(SELECTED EXCERPT)

[Start of section]

Personal information
- Born: 6 May 1972 (age 54) Bursa, Turkey
- Education: University of Turin
- Height: 160 cm (5 ft 3 in)
- Weight: 45 kg (99 lb)

Sport
- Sport: Athletics Mountain running
- Event: Long-distance running
- Club: Atletica ASD Sandro Calvesi
- Coached by: Roberto Rastello

Achievements and titles
- Personal best: 2:28:32 (2017)

Medal record
Athletics
European Championships
| Silver medal – second place | 2016 Amsterdam | Half marathon team |
Mountain running
World Long Distance MR C'hips
| Silver medal – second place | 2015 Zermatt | Team |
| Bronze medal – third place | 2015 Zermatt | Individual |

= Catherine Bertone =

Italian athlete

Catherine Bertone (born 6 May 1972) is a Turkish-born Italian marathon runner. She placed 25th at the 2016 Olympics.

[End of section]

(DATA UNDER STUDY)
[Start of section]

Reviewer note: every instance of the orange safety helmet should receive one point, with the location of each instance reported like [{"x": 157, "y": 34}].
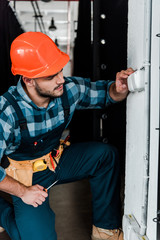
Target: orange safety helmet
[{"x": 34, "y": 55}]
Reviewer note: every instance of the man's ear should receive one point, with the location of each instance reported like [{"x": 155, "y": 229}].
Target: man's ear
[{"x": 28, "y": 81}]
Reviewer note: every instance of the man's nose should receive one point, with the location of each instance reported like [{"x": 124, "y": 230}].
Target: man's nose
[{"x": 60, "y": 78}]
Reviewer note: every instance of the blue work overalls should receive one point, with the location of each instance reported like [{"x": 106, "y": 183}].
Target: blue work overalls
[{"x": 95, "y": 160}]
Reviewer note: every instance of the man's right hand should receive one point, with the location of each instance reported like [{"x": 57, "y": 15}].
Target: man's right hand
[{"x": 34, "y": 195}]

[End of section]
[Start of section]

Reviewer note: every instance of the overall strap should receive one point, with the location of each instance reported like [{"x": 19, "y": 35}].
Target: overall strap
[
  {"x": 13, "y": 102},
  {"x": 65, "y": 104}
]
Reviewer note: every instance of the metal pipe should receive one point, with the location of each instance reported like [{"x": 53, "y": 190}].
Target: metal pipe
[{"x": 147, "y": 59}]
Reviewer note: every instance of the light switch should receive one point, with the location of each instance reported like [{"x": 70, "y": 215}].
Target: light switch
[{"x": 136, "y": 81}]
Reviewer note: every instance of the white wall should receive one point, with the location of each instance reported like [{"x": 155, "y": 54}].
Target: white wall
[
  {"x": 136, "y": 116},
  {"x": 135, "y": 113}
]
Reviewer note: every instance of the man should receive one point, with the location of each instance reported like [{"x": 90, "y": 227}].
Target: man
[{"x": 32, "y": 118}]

[End of section]
[Start of section]

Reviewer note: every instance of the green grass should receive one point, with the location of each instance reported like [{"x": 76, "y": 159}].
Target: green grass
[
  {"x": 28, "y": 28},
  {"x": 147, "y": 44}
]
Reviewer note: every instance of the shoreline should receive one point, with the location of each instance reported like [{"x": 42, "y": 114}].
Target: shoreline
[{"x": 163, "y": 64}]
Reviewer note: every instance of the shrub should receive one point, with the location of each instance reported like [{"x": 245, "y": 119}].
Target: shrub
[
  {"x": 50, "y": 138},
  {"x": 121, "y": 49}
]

[End of section]

(PROBLEM DESCRIPTION)
Reproduce the entire Catherine Bertone profile word for word.

(ANSWER SECTION)
Personal information
- Born: 6 May 1972 (age 54) Bursa, Turkey
- Education: University of Turin
- Height: 160 cm (5 ft 3 in)
- Weight: 45 kg (99 lb)

Sport
- Sport: Athletics Mountain running
- Event: Long-distance running
- Club: Atletica ASD Sandro Calvesi
- Coached by: Roberto Rastello

Achievements and titles
- Personal best: 2:28:32 (2017)

Medal record
Athletics
European Championships
| Silver medal – second place | 2016 Amsterdam | Half marathon team |
Mountain running
World Long Distance MR C'hips
| Silver medal – second place | 2015 Zermatt | Team |
| Bronze medal – third place | 2015 Zermatt | Individual |

= Catherine Bertone =

Italian athlete

Catherine Bertone (born 6 May 1972) is a Turkish-born Italian marathon runner. She placed 25th at the 2016 Olympics.